DATA TO PROCESS:
──────────────────────────────

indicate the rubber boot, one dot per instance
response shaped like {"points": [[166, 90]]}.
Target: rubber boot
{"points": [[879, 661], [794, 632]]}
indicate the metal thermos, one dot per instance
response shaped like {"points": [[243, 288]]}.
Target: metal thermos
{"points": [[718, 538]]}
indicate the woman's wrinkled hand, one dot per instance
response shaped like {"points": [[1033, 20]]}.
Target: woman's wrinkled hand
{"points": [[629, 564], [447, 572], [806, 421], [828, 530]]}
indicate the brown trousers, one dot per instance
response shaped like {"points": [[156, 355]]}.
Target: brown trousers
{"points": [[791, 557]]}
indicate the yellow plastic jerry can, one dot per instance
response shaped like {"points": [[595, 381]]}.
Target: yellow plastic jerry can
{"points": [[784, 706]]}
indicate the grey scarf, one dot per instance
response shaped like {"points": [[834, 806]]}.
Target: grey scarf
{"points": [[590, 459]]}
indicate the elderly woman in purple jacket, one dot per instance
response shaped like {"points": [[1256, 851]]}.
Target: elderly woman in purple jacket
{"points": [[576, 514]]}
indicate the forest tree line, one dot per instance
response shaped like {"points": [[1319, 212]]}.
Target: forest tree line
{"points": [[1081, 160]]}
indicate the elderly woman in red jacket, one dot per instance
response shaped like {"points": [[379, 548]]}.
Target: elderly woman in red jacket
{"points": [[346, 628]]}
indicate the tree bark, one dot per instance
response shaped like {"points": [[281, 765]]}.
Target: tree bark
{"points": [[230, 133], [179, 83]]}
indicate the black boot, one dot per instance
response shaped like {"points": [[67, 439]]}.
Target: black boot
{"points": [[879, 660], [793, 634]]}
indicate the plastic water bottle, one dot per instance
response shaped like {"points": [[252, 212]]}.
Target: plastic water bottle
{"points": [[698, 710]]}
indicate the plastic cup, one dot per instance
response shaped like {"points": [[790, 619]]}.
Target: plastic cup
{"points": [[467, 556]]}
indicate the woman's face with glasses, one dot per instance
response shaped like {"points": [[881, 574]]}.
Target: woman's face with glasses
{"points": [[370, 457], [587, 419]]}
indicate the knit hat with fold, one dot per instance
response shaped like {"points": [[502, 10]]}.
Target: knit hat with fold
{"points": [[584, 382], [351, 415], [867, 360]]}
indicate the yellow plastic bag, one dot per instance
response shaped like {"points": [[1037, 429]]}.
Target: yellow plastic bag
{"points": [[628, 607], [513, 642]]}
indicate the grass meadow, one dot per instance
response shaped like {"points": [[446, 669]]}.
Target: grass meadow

──────────────────────────────

PROBLEM: Can you rewrite all of the lines above so that "one dot per instance" becomes "one point for each instance" everywhere it occurs, with nothing else altered?

RESPONSE TO THIS TASK:
indicate the rubber boot, one point for each instance
response shaped like {"points": [[166, 90]]}.
Target: rubber boot
{"points": [[879, 661], [794, 632]]}
indicate the metal thermos, one point for each instance
response shaped like {"points": [[243, 288]]}.
Target: metal thermos
{"points": [[718, 538]]}
indicate the woman's wrinkled hand, one point for each instance
response shaped like {"points": [[1033, 20]]}.
Target: woman's wrinkled hand
{"points": [[629, 564], [447, 572], [806, 421], [828, 530]]}
indicate the brown trousers, one point for each instance
response shaped like {"points": [[156, 355]]}.
Target: brown trousers
{"points": [[791, 557]]}
indicate the yellow plastic jerry can, one point for each instance
response shaped like {"points": [[595, 381]]}.
Target: yellow plastic jerry can
{"points": [[784, 706]]}
indicate the grey scarf, one point for each instance
response shaped like {"points": [[834, 806]]}.
Target: grey scarf
{"points": [[590, 459]]}
indicate the elderly woman in purple jacket, one point for each instance
response shaped like {"points": [[1256, 851]]}.
Target: elderly woman in purple jacket
{"points": [[576, 514]]}
indicate the forest tree line, one point for each instance
response shaped like {"points": [[1319, 212]]}.
Target: forest tree line
{"points": [[1081, 160]]}
indicate the elderly woman in red jacket, one point for each instance
response shaped like {"points": [[379, 548]]}.
Target: elderly woman in red jacket
{"points": [[346, 628]]}
indicate the tree bark, one point for each instance
response shaped like {"points": [[281, 765]]}.
Target: tree bark
{"points": [[230, 133], [179, 83]]}
indicate the black boot, one point for each instance
response shaped like {"points": [[67, 439]]}.
Target: black boot
{"points": [[879, 660], [793, 634]]}
indicate the plastic water bottle, one point for each instance
response shaped like {"points": [[252, 212]]}.
Target: plastic water bottle
{"points": [[698, 710]]}
indicate the plastic cup, one point for each instance
response shaped like {"points": [[790, 619]]}.
Target: plastic cup
{"points": [[467, 556]]}
indicate the woman's face with glasses, one point for each instance
response shaped like {"points": [[881, 574]]}.
Target: woman's face with glasses
{"points": [[370, 457], [587, 419]]}
indicate the knit hat with fold, one point for each instance
response shaped like {"points": [[502, 10]]}.
Target: knit hat with fold
{"points": [[584, 382], [351, 415], [867, 360]]}
indicate the yellow plastic bag, one point for each instance
response shaped like {"points": [[1037, 429]]}.
Target: yellow plastic bag
{"points": [[628, 607], [513, 642]]}
indicate the grass meadow, one point for each instance
response shaped like {"points": [[446, 669]]}.
Target: grass meadow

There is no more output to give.